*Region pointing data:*
*** Block opens ***
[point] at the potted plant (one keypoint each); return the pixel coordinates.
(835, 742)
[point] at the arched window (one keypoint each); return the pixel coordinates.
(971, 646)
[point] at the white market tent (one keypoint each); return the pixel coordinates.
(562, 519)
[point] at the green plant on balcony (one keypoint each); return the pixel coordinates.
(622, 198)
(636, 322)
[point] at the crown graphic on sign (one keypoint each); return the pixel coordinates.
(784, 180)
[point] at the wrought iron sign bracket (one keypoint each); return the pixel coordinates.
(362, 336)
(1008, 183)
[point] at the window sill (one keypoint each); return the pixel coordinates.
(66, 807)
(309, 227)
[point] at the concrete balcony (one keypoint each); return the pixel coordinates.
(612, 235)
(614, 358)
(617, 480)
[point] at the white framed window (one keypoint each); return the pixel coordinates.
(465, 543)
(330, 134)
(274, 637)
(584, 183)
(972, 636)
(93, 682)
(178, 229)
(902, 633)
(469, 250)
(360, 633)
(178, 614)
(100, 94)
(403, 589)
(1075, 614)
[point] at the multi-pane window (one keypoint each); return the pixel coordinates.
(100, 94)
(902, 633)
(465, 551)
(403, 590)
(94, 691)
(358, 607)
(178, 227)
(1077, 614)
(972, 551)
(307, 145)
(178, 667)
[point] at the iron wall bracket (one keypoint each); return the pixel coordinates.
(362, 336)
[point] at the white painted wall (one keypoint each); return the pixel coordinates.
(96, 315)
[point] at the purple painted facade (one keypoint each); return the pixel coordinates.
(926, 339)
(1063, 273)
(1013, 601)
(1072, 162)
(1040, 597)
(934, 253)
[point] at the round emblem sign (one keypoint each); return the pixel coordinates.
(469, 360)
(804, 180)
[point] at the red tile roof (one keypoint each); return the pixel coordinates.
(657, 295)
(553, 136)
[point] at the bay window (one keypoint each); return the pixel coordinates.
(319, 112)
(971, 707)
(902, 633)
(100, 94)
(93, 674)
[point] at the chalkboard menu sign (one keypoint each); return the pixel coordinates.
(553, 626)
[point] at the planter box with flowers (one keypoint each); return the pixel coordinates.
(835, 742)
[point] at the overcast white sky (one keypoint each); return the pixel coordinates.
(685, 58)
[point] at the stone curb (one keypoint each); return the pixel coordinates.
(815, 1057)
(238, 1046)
*** Block closes ***
Each record above needs to be reproduced exactly as written.

[point] at the potted plant (one keypoint each); return the pixel coordinates.
(835, 742)
[point] at the arched window (one keypoint each); return the pixel coordinates.
(971, 646)
[point] at the white market tent (one keypoint each); return the pixel coordinates.
(562, 519)
[point] at the green plant on balcony (one keypoint each); return the pixel coordinates.
(622, 198)
(636, 322)
[point] at the crown graphic on sign (one keypoint each); return the pixel coordinates.
(784, 180)
[point] at the wrought iron sign bracket (one keypoint each); return the pixel coordinates.
(362, 336)
(1008, 183)
[point] at the window sill (one keypoint each); return the pixel coordinates.
(66, 807)
(309, 227)
[point] at the concrete balcony (one keypoint each); return the pixel coordinates.
(612, 235)
(614, 358)
(617, 480)
[point] at the white framed window (one keypoint each); return the pixel coordinates.
(465, 543)
(330, 134)
(274, 637)
(584, 183)
(972, 636)
(93, 682)
(178, 229)
(902, 633)
(469, 250)
(360, 633)
(178, 614)
(100, 94)
(403, 589)
(1075, 614)
[point] at the multi-pane window (one keypoint each); return the pixel coordinates.
(100, 94)
(902, 633)
(465, 551)
(403, 590)
(94, 691)
(358, 607)
(178, 227)
(1077, 614)
(972, 551)
(307, 145)
(178, 667)
[point] at the iron wall bracket (one keypoint each); return the pixel coordinates.
(362, 336)
[point] at the white painted wall (one keypoint each); return the pixel coordinates.
(96, 315)
[point] at the purple painted facade (one keypoint each); return the pixel coordinates.
(926, 339)
(1063, 273)
(1013, 601)
(1072, 162)
(1040, 597)
(934, 253)
[point] at the round emblem sign (one keypoint each); return the pixel coordinates.
(469, 360)
(804, 180)
[point] at the red tile roof (one keypoint each); return the pixel coordinates.
(657, 295)
(553, 136)
[point] at the bay window (one keypoint each); return the pixel coordinates.
(319, 112)
(971, 707)
(902, 633)
(100, 94)
(93, 674)
[point] at the chalkboard menu sign (one keypoint each); return the pixel coordinates.
(553, 626)
[point] at the planter box with flowers (one keypoint each); return the pixel coordinates.
(835, 742)
[point] at the overcast white sky (one keypoint each); return the pixel coordinates.
(685, 58)
[point] at the stone curb (one keypoint each); return the pixel coordinates.
(815, 1057)
(238, 1046)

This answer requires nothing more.